* WORK INSTRUCTION 1 *
In the article on Luis Castillo, which team hosted Castillo's Cincinnati Reds in the 2020 NL wild-card series?
* WORK INSTRUCTION 2 *
Translate this sentence from the Luis Castillo article into Spanish: "Decibel levels will be high and the 29-year-old ace is going to relish it."
* WORK INSTRUCTION 3 *
Proceed with the article on Luis Castillo, picking up after its final sentence.

* READING TEXT *
Mariners’ Castillo ready to embrace raucous Rogers Centre: ‘He wants to be the guy’

Seattle Mariners starting pitcher Luis Castillo throws during the first inning of a baseball game against the Kansas City Royals. (Charlie Riedel/AP)

TORONTO – Luis Castillo has made one career post-season start and it was under the strangest of circumstances.

There were no fans at Truist Park in Atlanta on Oct. 1, 2020, when the Braves hosted Castillo’s Cincinnati Reds for the NL wild-card series.

That was, of course, due to pandemic restrictions. And while the right-hander pitched well enough — allowing one run on six hits over 5.1 innings in the loss — the lack of noise was something he says he actually missed.

That won’t be a problem on Friday afternoon when Castillo takes the mound for the Seattle Mariners in Game 1 of their wild-card series against the Toronto Blue Jays. Rogers Centre is expected to house a sell-out crowd that’s gained a reputation for producing one of the more loud and fervent atmospheres in the league.

Decibel levels will be high and the 29-year-old ace is going to relish it.

* MATERIAL SHOWN *

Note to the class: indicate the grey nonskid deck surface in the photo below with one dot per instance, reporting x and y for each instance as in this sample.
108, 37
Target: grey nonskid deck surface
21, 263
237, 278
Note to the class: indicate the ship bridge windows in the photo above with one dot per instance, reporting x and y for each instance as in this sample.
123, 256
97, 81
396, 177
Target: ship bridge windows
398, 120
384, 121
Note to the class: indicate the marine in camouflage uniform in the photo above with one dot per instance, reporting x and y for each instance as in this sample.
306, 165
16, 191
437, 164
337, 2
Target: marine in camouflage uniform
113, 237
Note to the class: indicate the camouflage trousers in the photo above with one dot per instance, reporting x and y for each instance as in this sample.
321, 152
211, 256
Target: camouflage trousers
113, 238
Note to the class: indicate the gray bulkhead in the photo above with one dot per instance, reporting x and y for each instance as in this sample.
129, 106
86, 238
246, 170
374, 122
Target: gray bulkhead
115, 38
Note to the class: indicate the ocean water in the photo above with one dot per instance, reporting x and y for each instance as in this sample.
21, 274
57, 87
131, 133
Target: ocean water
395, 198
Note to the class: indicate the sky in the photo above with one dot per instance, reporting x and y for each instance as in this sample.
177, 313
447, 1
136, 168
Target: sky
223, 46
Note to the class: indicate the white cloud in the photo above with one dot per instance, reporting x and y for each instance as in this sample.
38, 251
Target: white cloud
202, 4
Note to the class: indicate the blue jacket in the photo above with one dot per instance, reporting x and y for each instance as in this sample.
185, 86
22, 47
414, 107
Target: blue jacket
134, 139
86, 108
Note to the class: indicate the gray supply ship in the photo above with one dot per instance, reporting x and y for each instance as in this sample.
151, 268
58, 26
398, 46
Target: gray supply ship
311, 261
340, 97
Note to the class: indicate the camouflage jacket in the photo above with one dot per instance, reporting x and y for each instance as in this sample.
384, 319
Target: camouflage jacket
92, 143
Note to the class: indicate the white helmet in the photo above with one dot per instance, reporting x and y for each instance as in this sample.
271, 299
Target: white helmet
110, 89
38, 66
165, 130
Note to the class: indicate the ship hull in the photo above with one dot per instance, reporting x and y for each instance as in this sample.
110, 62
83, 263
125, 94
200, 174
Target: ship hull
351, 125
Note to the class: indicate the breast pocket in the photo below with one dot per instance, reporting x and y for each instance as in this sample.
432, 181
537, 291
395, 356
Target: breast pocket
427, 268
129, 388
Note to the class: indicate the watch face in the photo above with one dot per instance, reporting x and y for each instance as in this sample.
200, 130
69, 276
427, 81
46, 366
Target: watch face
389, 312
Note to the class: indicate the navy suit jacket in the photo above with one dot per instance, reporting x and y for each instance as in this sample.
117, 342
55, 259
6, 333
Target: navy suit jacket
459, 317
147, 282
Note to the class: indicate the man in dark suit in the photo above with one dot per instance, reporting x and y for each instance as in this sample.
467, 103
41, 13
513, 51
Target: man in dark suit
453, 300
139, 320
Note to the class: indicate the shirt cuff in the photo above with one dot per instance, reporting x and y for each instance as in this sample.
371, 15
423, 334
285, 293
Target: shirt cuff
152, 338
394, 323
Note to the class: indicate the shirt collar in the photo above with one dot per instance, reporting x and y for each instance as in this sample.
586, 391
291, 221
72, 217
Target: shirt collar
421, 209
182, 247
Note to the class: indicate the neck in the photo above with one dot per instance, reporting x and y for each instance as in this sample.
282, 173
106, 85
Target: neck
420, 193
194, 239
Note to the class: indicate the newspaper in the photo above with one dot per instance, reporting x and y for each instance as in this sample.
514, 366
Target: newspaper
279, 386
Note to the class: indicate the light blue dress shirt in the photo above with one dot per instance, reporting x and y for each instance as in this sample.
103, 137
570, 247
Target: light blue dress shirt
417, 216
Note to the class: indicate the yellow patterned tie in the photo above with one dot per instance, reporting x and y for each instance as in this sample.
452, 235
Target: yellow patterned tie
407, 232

* REPLY 1 *
The Atlanta Braves.

* REPLY 2 *
Los niveles de decibeles serán altos y el as de 29 años lo va a disfrutar.

* REPLY 3 *
“The fans are very important to me,” Castillo said through interpreter Freddy Llanos during his media availability on Thursday at Rogers Centre. “The cheering and the noise is something that I really feed off. It’s something that gives me a little more energy, a little more something when I’m on the mound.”

Castillo was acquired by the Mariners before the July trade deadline in a shrewd move that further bolstered the club’s pitching staff, which has been a clear strength. The impetus to land the sought-after all-star from the Reds was so he could pitch in situations just like the one he’ll encounter Friday when he faces off against Blue Jays counterpart Alek Manaoh.

On paper, it’s a dream pitching matchup and if Castillo can suffocate the Blue Jays’ offence and notch a win for Seattle, the visitors would be in the driver’s seat of this best-of-three series.

“Any manager in this game understands the value of high-end starting pitching,” said Mariners skipper Scott Servais. “It just gives you a chance to win every night and that’s what Luis does. He’s got the ability to shut down any lineup on any given night with his stuff. It’s not just stuff — he throws hard and has great movement — it’s the competitiveness behind that. He wants to be the guy. He relishes that. He enjoys it.”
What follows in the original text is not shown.